* Task to carry out: Render the rows as a Markdown table with two columns, Number and Text, one line per table row. Begin at the line that has "Mark the small" and continue through the end of the rows, leaving out blank lines and the pictures.

* Items:
◇ ◇ ◇

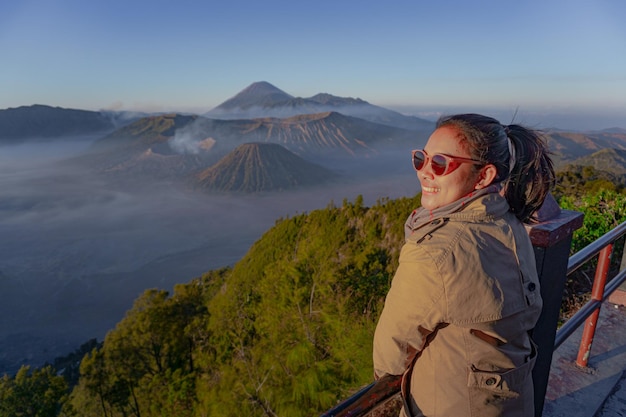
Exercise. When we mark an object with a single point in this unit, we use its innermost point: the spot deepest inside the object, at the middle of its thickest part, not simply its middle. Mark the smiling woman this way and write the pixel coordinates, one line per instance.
(465, 296)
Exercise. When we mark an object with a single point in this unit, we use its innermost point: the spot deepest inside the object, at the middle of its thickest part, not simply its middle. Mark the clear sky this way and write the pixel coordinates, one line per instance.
(539, 55)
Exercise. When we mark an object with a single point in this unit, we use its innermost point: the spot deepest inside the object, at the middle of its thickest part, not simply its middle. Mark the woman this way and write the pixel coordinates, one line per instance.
(457, 317)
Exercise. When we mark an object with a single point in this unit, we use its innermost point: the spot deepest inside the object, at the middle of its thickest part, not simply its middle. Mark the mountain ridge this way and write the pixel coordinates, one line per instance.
(261, 167)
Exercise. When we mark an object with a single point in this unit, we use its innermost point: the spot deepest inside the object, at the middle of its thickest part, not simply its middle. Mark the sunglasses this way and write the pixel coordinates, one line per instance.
(441, 164)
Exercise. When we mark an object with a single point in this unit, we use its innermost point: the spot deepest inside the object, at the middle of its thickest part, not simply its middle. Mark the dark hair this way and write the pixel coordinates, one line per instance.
(530, 179)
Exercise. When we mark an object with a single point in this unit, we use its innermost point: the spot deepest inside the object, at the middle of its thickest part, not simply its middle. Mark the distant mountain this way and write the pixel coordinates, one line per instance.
(312, 134)
(568, 146)
(611, 160)
(47, 123)
(262, 99)
(259, 167)
(142, 149)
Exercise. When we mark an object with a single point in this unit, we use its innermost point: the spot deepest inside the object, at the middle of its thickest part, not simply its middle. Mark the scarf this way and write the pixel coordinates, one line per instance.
(421, 216)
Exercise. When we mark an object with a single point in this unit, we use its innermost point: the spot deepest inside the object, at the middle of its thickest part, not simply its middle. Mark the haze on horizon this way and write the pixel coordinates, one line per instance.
(552, 64)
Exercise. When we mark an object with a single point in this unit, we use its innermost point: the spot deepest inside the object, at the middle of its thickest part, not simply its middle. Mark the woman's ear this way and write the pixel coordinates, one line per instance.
(486, 176)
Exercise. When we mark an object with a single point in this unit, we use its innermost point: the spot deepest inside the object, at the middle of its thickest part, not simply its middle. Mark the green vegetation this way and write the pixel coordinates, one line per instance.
(286, 332)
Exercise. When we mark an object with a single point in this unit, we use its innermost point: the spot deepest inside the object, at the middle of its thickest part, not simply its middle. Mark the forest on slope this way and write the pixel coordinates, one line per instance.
(286, 331)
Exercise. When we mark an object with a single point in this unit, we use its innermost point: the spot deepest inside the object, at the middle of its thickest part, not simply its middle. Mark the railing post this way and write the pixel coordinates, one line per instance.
(597, 294)
(551, 239)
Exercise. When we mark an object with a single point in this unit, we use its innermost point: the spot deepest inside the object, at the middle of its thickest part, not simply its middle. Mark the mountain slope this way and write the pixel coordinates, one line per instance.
(256, 167)
(46, 123)
(262, 100)
(611, 160)
(568, 146)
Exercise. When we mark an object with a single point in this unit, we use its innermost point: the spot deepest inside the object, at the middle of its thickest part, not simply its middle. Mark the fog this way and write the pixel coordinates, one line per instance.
(77, 249)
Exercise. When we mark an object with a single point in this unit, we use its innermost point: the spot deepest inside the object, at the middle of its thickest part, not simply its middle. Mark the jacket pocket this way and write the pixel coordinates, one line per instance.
(501, 390)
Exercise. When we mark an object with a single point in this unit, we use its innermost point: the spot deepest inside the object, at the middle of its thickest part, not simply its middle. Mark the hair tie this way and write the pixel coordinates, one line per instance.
(511, 149)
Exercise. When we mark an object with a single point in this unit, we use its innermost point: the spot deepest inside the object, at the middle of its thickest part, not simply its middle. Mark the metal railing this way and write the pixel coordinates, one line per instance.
(603, 247)
(376, 393)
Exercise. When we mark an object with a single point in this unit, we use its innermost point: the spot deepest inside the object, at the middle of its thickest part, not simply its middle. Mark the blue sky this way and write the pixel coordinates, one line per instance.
(559, 57)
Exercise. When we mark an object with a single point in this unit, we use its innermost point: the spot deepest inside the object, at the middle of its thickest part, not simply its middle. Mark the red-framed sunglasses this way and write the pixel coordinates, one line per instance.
(440, 163)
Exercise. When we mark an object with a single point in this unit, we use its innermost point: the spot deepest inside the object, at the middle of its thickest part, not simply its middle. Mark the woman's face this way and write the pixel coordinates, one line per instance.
(438, 191)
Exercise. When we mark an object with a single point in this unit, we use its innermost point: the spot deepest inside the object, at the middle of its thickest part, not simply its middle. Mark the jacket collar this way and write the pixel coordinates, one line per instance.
(485, 207)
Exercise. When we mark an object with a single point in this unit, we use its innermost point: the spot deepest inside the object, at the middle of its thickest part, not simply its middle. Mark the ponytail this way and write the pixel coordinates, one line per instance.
(532, 175)
(520, 156)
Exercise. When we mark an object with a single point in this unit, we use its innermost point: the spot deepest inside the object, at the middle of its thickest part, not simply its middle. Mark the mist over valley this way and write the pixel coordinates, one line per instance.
(92, 217)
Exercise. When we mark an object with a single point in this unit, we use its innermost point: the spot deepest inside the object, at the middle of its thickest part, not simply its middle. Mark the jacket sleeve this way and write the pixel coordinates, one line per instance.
(415, 305)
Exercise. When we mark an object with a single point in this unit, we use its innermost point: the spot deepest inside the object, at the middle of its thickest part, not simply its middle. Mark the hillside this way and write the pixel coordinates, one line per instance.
(262, 99)
(175, 146)
(281, 333)
(568, 146)
(257, 167)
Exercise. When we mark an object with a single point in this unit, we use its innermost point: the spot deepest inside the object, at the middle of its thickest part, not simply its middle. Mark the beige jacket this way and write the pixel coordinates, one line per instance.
(462, 302)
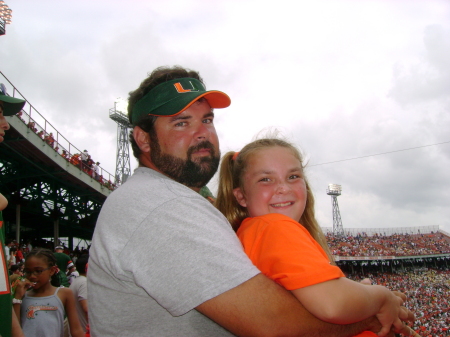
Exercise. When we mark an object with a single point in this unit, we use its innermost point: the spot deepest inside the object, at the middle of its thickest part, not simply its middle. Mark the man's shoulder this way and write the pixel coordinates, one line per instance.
(154, 184)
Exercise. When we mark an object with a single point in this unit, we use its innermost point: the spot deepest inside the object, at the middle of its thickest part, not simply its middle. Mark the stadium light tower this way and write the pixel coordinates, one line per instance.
(5, 16)
(335, 191)
(123, 168)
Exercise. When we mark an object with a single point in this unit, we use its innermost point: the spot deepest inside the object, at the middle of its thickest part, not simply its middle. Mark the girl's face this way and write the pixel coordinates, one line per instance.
(38, 271)
(273, 183)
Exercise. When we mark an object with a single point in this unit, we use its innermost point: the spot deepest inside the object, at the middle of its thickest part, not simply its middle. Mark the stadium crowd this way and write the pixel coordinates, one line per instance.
(82, 160)
(425, 282)
(427, 293)
(392, 245)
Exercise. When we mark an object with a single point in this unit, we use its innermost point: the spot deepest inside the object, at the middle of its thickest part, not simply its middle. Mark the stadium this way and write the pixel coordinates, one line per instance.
(412, 260)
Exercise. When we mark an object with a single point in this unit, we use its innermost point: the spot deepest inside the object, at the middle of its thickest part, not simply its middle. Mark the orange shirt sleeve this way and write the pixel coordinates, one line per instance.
(284, 251)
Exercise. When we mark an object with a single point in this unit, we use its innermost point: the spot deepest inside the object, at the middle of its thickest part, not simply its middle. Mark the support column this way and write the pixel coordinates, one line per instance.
(18, 223)
(56, 232)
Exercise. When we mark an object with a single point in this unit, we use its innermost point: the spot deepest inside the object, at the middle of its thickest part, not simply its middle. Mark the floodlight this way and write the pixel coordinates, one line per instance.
(335, 190)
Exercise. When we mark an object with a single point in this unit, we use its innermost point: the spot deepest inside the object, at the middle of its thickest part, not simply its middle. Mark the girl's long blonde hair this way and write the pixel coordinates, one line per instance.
(232, 171)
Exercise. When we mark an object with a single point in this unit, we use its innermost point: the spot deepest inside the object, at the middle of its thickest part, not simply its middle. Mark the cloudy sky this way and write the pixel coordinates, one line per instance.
(362, 87)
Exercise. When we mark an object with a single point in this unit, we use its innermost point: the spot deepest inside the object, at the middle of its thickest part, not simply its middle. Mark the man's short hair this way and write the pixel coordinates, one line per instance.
(158, 76)
(80, 263)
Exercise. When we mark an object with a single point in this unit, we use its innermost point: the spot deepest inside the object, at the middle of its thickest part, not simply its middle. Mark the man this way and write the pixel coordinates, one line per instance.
(79, 288)
(163, 260)
(10, 325)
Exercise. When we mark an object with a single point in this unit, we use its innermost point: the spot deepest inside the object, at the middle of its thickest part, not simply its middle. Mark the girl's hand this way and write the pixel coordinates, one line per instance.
(392, 312)
(22, 286)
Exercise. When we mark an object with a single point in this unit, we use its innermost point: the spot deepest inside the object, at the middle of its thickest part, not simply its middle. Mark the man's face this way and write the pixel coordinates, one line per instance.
(4, 125)
(185, 147)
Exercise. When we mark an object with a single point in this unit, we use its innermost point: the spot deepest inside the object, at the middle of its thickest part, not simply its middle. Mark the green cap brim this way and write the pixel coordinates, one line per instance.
(11, 105)
(173, 97)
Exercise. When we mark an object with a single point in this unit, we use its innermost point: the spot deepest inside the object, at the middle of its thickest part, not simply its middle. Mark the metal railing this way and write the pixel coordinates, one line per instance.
(49, 134)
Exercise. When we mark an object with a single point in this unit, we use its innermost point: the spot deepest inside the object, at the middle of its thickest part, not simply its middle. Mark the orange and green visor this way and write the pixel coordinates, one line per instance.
(173, 97)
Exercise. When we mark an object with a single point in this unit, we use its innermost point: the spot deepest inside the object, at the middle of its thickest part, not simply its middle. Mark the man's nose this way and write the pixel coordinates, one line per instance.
(202, 132)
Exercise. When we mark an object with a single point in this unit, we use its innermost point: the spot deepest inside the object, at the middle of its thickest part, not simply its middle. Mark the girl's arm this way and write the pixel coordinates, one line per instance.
(16, 330)
(66, 296)
(343, 301)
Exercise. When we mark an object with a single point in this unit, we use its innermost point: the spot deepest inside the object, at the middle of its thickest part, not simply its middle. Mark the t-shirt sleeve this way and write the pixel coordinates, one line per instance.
(286, 252)
(185, 253)
(82, 291)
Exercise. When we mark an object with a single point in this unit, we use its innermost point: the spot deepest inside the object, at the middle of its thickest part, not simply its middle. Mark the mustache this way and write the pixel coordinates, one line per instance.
(203, 145)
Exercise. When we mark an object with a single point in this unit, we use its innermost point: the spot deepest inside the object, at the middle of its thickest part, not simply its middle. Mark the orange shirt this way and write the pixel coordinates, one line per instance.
(285, 251)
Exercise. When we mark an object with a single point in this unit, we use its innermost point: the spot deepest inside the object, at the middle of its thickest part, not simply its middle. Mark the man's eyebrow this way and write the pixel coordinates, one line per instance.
(178, 117)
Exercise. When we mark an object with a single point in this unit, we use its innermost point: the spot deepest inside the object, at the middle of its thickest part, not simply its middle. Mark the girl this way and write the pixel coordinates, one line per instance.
(264, 194)
(42, 309)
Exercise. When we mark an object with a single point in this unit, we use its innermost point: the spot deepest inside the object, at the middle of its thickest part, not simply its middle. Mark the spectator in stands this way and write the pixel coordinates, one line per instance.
(72, 272)
(62, 261)
(95, 170)
(84, 157)
(9, 323)
(75, 160)
(49, 139)
(32, 125)
(79, 288)
(19, 114)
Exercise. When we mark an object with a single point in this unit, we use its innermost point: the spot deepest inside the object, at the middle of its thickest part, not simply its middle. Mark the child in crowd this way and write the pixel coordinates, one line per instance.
(264, 194)
(42, 308)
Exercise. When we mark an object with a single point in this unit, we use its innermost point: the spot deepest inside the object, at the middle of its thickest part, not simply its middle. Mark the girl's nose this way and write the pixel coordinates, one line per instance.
(282, 188)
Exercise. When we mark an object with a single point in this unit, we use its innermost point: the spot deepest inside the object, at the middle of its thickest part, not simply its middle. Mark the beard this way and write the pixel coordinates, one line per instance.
(187, 172)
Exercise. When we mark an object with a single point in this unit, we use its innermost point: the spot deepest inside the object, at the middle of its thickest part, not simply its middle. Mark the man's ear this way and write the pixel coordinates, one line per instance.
(240, 197)
(142, 139)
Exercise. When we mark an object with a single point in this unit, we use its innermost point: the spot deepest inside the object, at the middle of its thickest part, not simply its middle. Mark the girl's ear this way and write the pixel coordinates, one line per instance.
(240, 197)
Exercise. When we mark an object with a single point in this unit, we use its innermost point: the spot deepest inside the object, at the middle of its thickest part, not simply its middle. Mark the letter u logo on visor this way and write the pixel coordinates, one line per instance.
(181, 90)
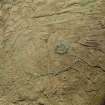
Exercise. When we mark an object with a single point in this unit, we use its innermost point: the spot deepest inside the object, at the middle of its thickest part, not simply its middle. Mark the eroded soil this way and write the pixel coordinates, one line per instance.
(52, 52)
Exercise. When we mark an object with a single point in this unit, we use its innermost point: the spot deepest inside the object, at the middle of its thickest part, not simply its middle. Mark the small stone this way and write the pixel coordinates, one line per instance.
(61, 47)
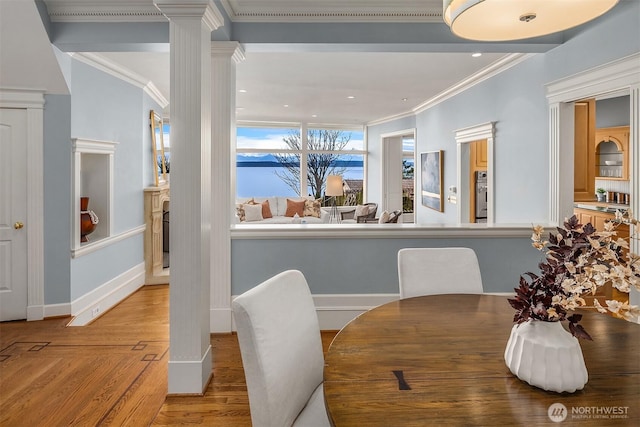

◇ ◇ ◇

* Reply:
| Number | Text |
|---|---|
| 1 | Exercise. When we mark an object with a single point in this unit, we use its innermost point: the spot deepest inside the object, at the middle of its thickest part, not simply its middle. Mark the small stone this way and write the pixel coordinates, one line per instance. |
| 2 | (61, 47) |